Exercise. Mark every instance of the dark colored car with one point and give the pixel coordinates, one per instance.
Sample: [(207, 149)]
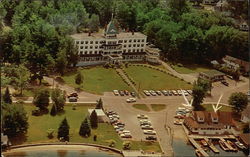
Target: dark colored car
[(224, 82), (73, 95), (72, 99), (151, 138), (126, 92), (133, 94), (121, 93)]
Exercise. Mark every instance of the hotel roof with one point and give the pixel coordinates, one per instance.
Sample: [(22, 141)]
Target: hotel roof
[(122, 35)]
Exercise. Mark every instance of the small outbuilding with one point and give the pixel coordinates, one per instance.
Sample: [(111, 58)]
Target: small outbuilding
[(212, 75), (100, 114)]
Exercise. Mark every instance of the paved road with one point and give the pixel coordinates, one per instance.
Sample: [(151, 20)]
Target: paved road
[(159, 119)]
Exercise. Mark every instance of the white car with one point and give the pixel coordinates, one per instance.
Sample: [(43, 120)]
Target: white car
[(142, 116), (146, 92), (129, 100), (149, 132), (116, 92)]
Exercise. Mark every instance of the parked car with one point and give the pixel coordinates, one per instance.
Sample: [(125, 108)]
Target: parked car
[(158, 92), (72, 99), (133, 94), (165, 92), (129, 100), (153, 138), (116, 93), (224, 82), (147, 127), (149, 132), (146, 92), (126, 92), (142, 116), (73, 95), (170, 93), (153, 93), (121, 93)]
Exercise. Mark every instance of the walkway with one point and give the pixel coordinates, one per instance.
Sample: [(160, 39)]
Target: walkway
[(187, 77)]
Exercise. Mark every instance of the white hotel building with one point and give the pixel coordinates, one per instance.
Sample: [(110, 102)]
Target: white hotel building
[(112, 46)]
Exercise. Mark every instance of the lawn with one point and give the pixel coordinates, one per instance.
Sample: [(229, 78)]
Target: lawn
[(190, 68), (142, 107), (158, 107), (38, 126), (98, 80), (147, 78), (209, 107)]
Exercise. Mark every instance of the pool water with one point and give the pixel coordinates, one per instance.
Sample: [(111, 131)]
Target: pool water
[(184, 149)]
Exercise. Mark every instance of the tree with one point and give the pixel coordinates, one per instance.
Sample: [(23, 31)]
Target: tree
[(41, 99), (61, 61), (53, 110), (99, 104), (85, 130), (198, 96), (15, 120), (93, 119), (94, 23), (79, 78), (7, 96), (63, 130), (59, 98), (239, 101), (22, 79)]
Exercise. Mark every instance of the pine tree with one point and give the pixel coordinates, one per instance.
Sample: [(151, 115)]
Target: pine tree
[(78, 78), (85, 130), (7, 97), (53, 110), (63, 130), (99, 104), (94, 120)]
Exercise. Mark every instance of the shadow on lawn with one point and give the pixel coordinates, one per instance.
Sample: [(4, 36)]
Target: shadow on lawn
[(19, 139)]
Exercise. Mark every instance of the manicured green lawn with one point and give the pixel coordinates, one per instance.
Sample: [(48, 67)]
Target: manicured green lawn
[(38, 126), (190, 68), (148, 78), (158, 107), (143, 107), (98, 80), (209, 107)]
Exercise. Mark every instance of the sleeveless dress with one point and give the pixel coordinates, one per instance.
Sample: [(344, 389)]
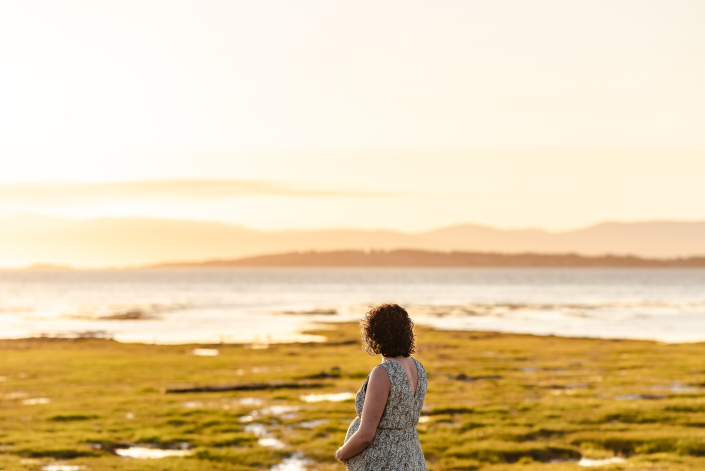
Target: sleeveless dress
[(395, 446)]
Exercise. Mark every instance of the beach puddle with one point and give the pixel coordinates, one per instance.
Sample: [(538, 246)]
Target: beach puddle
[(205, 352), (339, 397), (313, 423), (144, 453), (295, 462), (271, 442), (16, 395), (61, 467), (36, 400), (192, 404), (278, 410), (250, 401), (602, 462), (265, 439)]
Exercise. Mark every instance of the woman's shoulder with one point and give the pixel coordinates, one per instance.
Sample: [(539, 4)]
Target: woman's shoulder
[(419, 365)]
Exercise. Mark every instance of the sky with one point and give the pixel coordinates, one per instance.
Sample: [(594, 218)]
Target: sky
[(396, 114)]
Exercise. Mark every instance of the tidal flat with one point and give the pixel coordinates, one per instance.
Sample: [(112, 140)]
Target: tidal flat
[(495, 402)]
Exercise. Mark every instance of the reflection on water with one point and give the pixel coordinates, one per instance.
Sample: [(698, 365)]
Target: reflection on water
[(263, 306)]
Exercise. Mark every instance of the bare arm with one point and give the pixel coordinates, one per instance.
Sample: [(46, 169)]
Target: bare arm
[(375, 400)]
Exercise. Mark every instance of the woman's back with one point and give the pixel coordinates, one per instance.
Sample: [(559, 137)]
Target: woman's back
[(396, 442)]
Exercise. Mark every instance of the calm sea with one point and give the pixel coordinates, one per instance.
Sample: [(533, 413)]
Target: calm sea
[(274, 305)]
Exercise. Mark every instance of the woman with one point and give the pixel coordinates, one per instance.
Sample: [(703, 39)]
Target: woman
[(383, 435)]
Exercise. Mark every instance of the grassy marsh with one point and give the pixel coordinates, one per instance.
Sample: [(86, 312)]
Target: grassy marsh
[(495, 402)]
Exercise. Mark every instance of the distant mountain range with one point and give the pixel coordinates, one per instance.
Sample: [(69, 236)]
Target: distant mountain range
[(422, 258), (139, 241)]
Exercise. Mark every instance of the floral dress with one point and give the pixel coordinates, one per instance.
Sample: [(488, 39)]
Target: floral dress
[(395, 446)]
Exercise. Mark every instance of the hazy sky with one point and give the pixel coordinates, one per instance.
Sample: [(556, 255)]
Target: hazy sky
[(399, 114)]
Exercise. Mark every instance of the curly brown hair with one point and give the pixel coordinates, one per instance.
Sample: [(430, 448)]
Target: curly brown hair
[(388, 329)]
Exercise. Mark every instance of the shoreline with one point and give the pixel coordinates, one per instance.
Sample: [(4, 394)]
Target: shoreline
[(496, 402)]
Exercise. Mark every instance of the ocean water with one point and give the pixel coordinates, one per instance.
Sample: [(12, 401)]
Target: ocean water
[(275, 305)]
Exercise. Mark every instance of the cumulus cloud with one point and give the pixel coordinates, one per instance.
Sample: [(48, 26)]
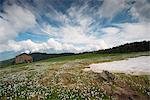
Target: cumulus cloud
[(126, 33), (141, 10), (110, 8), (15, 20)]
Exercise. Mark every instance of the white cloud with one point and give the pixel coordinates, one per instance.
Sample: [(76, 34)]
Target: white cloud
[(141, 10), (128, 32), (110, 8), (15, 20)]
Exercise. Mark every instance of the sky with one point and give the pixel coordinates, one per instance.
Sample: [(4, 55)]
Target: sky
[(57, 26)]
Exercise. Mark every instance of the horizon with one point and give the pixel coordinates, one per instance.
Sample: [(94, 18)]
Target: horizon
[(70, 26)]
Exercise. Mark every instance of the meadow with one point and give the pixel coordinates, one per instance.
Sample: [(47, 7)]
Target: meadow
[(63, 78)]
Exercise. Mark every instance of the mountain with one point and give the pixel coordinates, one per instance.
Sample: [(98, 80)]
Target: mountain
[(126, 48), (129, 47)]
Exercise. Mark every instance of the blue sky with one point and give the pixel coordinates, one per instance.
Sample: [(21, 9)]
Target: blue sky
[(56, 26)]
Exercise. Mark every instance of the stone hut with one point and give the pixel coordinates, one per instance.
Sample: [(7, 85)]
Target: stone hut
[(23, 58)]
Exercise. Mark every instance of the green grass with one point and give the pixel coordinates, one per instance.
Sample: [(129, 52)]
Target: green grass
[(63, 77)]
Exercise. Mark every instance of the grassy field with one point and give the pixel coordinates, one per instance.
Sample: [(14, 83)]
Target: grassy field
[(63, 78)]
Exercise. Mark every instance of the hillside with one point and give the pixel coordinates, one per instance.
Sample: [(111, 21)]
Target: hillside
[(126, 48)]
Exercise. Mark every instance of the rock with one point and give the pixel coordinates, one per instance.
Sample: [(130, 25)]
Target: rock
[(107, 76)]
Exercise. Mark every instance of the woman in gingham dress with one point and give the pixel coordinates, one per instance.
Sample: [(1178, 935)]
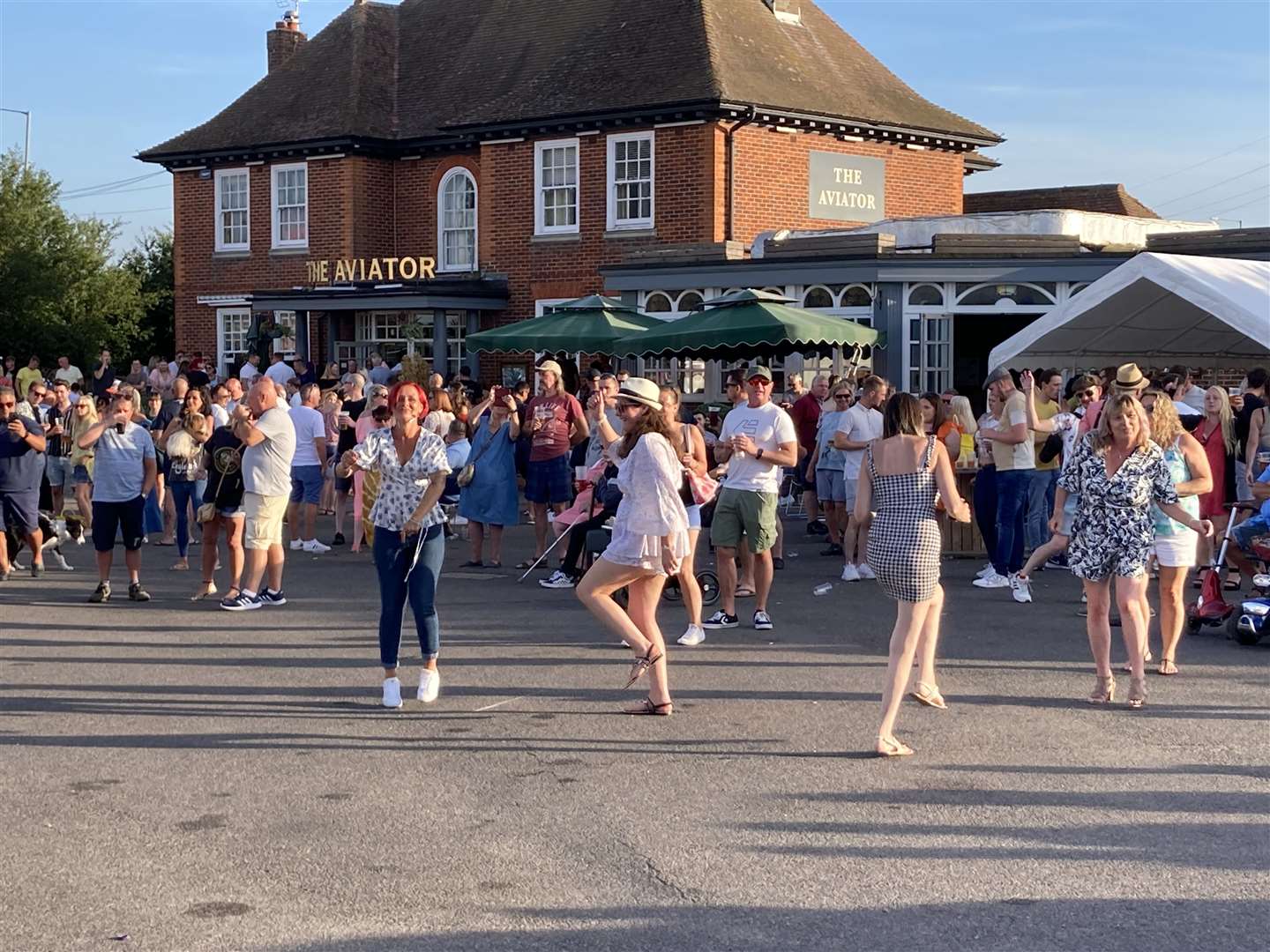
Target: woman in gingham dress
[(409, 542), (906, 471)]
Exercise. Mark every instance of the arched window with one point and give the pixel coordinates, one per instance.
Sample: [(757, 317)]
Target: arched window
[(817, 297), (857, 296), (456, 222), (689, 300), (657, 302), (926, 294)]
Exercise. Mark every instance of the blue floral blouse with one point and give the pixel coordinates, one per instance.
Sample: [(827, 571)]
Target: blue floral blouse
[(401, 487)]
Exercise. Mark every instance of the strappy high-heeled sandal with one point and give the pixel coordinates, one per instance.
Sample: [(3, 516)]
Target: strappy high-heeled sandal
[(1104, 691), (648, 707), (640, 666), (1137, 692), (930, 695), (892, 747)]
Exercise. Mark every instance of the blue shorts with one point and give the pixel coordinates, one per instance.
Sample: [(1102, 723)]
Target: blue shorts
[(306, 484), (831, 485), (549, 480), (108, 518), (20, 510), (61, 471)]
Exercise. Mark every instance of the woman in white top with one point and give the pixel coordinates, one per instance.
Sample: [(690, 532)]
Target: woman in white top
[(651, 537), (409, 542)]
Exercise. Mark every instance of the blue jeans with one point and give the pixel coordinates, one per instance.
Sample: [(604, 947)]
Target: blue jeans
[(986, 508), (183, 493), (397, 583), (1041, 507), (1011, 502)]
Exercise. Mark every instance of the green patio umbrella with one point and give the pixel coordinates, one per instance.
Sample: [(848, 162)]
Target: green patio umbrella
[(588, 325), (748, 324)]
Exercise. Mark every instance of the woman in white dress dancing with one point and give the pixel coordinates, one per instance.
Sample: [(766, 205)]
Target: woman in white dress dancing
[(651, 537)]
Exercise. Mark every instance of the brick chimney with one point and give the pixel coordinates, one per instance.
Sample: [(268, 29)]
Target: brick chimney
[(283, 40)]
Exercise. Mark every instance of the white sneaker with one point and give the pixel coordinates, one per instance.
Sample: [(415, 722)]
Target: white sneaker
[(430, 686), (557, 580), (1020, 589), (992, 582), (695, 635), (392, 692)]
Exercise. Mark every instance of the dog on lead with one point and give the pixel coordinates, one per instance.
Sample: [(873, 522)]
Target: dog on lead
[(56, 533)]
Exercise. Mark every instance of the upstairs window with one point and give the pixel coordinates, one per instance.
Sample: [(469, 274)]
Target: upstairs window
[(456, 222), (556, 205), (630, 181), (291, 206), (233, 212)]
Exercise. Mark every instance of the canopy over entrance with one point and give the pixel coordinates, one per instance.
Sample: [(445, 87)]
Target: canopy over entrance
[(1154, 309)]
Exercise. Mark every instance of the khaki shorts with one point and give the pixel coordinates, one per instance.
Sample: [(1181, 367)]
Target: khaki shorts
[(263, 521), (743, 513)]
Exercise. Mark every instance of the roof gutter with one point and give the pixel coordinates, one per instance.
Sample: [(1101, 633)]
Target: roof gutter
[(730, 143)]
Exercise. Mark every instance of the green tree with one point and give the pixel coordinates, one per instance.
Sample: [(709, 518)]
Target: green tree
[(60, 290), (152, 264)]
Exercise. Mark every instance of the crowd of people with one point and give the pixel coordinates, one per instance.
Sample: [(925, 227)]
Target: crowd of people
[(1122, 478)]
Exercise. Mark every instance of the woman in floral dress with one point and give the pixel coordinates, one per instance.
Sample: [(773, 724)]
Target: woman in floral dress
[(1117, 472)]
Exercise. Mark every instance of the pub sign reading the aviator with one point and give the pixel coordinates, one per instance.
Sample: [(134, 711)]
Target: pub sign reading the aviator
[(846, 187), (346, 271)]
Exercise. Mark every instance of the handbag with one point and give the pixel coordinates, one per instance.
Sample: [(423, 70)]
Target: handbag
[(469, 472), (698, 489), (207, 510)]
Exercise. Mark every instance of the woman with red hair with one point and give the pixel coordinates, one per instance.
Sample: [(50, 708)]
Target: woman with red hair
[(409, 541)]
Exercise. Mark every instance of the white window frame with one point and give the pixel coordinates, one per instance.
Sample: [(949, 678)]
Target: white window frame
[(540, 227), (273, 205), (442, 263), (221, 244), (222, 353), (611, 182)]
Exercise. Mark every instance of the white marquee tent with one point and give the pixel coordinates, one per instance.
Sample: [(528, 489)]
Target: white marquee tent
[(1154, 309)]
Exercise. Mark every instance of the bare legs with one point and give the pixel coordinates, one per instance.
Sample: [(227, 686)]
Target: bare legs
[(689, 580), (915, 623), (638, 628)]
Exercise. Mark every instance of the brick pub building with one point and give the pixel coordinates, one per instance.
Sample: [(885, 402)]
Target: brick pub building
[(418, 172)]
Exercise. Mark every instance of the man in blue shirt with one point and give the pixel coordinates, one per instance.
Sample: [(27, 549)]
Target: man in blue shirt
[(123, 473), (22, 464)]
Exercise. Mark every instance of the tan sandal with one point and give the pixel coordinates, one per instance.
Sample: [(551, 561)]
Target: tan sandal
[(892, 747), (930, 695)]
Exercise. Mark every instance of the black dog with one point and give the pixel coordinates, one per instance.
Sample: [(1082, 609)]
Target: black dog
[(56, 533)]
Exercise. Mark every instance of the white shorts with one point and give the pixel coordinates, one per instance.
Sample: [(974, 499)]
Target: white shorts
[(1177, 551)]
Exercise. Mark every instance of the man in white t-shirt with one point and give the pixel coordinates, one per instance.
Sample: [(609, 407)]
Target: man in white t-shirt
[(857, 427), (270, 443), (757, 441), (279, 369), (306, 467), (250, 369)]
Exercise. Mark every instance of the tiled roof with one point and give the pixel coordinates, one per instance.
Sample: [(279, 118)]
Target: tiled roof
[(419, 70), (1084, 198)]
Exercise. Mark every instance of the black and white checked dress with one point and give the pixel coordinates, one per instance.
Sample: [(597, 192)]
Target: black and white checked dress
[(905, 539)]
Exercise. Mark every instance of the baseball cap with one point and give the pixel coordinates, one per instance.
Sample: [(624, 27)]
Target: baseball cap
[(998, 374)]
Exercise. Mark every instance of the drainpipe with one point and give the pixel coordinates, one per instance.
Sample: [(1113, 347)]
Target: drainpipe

────────────────

What is asked
Copy out the lines exactly, beginning with the line that contains "Exercise. Mark every instance of the black and" and continuing through the last line of the items.

Written answer
Exercise. Mark every instance of the black and white checked dress with one point and give the pixel coordinates, one per instance.
Sample: [(597, 192)]
Target: black and white checked dress
[(905, 539)]
Exercise. Mark every instance of the baseball cap with one point and give the pixel coordinates, one per instance.
Sample: [(624, 27)]
Target: baseball cap
[(998, 374)]
Exercise. Mark every instance of the drainpipe with one point and give the pixel coordinates, one per instance.
Sample: [(1113, 347)]
Target: drainpipe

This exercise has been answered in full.